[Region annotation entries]
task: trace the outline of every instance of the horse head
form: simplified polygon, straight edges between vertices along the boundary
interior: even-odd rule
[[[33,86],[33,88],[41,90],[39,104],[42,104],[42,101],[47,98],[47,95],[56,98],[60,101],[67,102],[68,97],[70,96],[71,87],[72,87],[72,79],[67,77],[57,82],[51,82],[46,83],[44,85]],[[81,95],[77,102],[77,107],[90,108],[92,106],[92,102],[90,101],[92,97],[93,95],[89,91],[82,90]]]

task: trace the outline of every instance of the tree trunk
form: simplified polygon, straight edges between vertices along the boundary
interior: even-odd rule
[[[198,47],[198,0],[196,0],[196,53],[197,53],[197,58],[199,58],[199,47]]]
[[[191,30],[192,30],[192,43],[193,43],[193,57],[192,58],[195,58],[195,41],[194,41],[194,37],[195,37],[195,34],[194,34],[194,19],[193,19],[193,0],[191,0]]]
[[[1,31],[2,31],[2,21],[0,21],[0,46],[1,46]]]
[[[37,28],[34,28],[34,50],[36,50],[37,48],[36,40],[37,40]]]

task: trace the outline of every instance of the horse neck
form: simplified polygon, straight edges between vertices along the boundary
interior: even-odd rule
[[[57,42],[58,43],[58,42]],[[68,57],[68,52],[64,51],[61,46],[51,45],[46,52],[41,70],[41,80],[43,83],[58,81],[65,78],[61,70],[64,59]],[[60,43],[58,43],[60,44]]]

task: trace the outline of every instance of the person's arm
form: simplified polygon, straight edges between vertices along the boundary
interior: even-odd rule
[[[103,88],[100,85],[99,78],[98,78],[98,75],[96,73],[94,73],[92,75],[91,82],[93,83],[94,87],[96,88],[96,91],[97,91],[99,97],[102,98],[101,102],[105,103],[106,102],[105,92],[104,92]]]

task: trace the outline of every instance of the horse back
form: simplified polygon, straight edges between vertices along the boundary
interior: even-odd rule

## Instructions for the task
Copy out the entries above word for word, beginning with the line that contains "task: trace the outline of every instance of the person's" (include that line) and continuing through the final line of the entries.

## Response to this exercise
task: trace the outline of every instance of the person's arm
form: simplified polygon, straight edges between vertices along the boundary
interior: even-odd rule
[[[103,88],[100,85],[99,78],[98,78],[98,75],[96,73],[94,73],[92,75],[91,82],[93,83],[94,87],[96,88],[96,91],[97,91],[99,97],[102,98],[101,102],[105,103],[106,102],[105,92],[104,92]]]

task: trace the outline of every instance of the horse back
form: simplified polygon, straight edges between vertices along the boundary
interior: even-odd rule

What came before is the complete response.